> [What the task requires] The word to look for is "fence". Report every line of the entries below that has it.

> [Records supplied]
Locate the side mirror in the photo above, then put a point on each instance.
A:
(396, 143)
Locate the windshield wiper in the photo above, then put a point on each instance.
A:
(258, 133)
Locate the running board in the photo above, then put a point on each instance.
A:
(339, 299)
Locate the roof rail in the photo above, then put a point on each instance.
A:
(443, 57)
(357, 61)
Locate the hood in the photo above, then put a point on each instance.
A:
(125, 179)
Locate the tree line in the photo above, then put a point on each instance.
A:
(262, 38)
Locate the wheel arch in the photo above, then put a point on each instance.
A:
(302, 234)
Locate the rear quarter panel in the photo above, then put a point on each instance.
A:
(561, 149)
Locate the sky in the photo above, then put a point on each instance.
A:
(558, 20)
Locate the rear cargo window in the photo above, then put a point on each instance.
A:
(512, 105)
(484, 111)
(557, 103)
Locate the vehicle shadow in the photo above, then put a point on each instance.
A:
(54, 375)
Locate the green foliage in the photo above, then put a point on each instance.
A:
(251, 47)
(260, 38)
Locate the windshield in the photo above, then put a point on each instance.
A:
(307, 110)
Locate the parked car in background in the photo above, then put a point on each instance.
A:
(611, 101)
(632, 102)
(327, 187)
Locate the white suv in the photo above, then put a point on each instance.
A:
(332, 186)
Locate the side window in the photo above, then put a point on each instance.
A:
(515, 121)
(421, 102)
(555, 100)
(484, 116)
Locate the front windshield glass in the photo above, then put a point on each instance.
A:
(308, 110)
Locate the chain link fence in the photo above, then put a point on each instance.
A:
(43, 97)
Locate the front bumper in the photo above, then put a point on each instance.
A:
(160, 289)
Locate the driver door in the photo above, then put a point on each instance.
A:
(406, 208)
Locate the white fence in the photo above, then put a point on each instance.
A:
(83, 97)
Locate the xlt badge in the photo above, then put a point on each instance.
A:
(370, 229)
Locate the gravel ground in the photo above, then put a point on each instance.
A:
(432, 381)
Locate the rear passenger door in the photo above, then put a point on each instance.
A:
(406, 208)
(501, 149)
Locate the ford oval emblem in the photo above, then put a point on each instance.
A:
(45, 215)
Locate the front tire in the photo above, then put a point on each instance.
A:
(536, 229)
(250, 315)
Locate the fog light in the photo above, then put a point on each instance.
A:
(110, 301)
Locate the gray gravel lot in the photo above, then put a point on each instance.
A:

> [Task result]
Locate the chain link fence in the photo above, then put a point on each instance.
Locate the white fence in the photo above, then put a point on each instance.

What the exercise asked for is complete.